Work item:
In the records that follow, the lines from the one containing "scan for: textured stone surface" to the one containing "scan for: shoe sole", inclusive, are to be given again exactly.

Dataset items

-- -- --

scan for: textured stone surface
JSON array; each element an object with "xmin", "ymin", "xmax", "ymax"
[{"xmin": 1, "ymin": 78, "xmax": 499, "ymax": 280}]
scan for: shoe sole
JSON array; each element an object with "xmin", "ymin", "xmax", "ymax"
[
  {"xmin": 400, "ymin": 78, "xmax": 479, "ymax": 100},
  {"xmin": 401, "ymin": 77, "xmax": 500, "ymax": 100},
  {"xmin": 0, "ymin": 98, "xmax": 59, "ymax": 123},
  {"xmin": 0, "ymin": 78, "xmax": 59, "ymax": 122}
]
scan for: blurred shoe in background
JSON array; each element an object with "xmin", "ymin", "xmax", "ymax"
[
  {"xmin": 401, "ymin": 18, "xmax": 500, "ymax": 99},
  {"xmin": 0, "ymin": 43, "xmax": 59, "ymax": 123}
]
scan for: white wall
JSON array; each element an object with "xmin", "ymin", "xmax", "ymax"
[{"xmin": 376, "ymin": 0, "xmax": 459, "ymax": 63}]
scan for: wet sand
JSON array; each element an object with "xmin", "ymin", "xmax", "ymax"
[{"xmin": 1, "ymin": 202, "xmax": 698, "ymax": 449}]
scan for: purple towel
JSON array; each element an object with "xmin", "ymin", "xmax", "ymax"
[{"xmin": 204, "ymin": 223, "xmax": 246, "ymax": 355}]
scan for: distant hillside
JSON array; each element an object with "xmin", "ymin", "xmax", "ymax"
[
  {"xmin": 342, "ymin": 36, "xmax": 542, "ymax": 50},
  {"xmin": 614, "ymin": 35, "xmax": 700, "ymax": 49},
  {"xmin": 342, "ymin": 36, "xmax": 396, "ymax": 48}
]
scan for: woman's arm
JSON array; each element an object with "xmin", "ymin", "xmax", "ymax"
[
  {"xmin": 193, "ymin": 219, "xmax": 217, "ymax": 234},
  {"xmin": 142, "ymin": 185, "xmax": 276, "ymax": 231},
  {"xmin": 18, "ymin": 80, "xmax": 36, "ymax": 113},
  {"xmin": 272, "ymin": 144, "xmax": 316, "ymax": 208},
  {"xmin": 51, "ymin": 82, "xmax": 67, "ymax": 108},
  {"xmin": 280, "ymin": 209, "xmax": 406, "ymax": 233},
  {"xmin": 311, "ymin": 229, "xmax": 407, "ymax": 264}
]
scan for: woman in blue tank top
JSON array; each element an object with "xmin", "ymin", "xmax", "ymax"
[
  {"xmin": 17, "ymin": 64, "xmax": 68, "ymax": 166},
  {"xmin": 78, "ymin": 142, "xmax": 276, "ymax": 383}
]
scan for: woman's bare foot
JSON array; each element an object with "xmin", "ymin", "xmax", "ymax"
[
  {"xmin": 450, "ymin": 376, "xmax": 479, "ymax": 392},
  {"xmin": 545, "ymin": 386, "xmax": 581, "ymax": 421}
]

-- -- --

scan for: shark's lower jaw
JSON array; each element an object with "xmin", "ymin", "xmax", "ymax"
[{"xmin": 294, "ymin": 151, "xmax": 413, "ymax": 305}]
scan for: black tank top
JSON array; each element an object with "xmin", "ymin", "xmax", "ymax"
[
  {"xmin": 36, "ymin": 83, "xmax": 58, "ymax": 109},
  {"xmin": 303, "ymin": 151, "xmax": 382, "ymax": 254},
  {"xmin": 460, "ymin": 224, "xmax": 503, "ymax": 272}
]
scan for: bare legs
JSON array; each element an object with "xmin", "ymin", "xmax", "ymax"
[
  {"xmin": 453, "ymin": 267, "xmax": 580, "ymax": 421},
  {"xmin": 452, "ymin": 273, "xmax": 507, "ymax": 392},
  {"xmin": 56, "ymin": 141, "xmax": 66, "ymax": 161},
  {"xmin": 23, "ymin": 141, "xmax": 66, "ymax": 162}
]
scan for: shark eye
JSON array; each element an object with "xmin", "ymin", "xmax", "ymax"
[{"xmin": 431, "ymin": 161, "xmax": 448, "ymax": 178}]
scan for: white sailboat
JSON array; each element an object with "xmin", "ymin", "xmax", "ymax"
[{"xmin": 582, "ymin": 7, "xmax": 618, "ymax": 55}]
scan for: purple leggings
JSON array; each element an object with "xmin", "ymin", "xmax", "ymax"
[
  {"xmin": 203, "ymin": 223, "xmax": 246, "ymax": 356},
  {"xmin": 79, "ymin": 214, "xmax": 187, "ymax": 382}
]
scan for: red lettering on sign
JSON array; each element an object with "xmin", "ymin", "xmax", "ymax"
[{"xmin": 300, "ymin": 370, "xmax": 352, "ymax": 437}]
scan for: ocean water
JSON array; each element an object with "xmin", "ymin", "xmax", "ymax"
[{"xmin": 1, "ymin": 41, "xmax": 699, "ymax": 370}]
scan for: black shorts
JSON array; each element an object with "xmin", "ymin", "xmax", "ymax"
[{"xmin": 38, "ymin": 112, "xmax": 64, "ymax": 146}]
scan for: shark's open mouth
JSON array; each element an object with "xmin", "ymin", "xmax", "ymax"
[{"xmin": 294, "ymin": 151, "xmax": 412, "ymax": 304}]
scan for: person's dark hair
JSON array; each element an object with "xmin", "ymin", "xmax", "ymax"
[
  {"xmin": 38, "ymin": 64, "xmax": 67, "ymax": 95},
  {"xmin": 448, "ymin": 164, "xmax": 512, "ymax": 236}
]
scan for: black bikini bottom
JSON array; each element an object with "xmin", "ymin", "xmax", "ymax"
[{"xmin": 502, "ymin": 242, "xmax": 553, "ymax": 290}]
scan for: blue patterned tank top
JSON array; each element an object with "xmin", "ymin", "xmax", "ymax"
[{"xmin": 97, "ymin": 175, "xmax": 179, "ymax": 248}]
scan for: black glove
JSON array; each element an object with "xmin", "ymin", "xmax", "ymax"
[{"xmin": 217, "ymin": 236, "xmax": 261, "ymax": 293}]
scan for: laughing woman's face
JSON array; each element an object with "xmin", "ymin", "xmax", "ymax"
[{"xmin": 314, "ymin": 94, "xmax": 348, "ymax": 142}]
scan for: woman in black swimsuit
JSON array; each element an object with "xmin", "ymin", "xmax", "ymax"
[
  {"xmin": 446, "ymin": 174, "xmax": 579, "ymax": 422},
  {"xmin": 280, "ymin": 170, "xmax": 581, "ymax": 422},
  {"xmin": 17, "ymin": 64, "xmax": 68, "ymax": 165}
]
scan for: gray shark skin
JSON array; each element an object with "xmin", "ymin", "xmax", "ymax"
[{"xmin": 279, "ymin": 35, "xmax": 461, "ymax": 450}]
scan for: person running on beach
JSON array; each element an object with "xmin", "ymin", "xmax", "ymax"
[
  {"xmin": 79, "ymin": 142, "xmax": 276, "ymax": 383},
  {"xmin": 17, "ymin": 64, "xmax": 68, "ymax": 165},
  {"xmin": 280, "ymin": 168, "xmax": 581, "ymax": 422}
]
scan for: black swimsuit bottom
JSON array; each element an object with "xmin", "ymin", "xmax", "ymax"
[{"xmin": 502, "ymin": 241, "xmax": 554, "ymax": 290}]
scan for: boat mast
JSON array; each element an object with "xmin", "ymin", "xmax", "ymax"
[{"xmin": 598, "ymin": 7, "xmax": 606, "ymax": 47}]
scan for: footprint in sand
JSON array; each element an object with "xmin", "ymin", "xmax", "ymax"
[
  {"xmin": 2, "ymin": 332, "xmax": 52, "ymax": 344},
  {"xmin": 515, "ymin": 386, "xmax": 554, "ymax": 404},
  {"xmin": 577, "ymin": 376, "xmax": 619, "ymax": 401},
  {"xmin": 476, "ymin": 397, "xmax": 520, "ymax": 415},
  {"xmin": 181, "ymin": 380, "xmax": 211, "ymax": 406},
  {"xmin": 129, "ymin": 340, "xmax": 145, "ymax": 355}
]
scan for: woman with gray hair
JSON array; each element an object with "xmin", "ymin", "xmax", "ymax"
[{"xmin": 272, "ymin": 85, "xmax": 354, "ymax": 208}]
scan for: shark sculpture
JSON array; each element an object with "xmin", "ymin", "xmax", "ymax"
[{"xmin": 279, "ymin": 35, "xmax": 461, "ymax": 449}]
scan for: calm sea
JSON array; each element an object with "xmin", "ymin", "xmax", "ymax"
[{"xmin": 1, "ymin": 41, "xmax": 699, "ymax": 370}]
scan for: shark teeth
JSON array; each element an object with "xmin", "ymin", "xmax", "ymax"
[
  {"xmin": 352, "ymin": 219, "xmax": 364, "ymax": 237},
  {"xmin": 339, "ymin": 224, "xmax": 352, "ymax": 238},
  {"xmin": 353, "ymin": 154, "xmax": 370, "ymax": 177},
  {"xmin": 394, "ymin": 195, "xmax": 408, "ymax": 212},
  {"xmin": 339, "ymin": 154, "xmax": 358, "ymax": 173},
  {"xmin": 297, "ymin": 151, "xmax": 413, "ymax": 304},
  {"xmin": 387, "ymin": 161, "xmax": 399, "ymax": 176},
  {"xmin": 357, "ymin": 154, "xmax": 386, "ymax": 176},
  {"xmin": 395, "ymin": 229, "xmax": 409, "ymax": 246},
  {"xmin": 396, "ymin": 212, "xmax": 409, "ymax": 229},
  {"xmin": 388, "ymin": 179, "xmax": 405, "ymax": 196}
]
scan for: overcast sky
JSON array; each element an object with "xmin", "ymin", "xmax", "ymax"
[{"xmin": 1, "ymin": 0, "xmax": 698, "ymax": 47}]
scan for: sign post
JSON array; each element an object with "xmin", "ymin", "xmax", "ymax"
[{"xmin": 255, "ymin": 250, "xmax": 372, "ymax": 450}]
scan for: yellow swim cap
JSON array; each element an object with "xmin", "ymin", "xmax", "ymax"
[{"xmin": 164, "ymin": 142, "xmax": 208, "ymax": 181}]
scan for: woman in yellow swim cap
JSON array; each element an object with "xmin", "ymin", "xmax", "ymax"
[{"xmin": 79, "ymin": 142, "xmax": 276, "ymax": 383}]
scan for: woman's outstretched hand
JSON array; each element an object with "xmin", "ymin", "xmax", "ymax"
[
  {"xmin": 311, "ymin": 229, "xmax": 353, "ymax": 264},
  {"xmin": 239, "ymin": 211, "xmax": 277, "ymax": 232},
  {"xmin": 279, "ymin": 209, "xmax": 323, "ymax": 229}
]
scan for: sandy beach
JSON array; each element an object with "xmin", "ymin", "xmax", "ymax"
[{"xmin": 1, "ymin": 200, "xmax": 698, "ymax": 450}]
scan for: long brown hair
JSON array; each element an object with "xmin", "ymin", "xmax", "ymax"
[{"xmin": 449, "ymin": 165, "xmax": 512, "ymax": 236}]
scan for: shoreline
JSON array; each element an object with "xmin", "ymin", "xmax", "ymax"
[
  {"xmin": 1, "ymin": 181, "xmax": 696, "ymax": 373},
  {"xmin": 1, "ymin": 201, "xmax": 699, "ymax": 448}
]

-- -- --

Solution for this exercise:
scan for: textured stone surface
JSON array; each element an object with "xmin", "ymin", "xmax", "ymax"
[{"xmin": 1, "ymin": 78, "xmax": 499, "ymax": 280}]
scan for: shoe sole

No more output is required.